- **What to work on**
**a)** According to the news article below, what halted the search for remains of the plane on Tuesday?
**b)** Return every line of the listing that contains the string "image", matching case exactly.

- **Text block**
▬▬▬▬▬▬

China demands Malaysia turn over satellite data

China demands Malaysia turn over satellite data

KUALA LUMPUR, Malaysia (AP) — China demanded that Malaysia turn over the satellite data used to conclude that a Malaysia Airlines jetliner had crashed in the southern Indian Ocean, killing everyone on board, as gale-force winds and heavy rain on Tuesday halted the search for remains of the plane.

The weather is expected to improve so that the multinational search being conducted out of Perth, Australia, could possibly resume Wednesday. But the searchers will face a daunting task of combing a vast expanse of choppy seas for suspected remnants of the aircraft sighted earlier.

"We're not searching for a needle in a haystack — we're still trying to define where the haystack is," Australia's deputy defense chief, Air Marshal Mark Binskin, told reporters at a military base in Perth as idled planes stood behind him.

▬▬▬▬▬▬

- **Data entries**
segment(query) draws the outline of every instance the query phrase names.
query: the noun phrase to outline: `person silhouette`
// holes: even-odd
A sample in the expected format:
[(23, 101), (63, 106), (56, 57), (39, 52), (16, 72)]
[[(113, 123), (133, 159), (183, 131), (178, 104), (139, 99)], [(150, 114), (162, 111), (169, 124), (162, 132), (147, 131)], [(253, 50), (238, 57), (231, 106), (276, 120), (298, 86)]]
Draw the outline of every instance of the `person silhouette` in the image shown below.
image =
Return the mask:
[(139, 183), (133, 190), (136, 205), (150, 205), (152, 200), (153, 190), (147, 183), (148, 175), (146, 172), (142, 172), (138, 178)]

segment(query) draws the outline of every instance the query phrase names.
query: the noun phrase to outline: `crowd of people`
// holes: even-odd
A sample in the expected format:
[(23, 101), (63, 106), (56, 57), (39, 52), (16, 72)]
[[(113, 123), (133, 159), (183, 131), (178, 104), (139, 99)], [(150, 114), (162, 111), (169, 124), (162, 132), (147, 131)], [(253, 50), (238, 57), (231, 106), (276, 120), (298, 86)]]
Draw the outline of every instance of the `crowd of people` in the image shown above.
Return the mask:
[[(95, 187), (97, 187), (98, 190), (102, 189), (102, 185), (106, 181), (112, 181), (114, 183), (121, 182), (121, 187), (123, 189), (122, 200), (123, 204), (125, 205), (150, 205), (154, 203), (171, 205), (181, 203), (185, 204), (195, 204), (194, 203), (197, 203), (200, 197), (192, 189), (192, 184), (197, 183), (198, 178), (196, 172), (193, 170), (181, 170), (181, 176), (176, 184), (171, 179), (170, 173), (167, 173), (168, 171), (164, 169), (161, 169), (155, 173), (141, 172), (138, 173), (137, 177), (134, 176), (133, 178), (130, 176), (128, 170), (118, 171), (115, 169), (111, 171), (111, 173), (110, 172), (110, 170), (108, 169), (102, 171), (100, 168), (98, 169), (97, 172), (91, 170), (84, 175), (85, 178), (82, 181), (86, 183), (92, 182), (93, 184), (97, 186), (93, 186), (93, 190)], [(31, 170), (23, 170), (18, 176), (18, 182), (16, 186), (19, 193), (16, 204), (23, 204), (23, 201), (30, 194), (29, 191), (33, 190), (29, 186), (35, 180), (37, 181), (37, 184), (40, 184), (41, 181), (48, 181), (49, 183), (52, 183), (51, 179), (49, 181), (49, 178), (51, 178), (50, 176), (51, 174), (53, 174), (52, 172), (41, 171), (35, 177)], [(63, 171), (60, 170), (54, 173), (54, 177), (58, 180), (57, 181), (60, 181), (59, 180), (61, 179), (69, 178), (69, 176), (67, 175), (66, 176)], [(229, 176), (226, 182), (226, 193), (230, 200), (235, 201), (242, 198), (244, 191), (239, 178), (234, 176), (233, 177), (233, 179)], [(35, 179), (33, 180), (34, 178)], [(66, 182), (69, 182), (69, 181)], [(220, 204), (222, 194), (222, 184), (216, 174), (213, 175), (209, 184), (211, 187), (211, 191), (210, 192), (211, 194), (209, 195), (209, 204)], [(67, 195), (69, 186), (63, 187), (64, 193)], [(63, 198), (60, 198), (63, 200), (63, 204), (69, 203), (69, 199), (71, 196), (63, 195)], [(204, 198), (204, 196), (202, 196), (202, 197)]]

▬▬▬▬▬▬

- **Replies**
**a)** Gale-force winds and heavy rain.

**b)**
Draw the outline of every instance of the `person silhouette` in the image shown below.
image =
Draw the outline of every instance of the `crowd of people` in the image shown above.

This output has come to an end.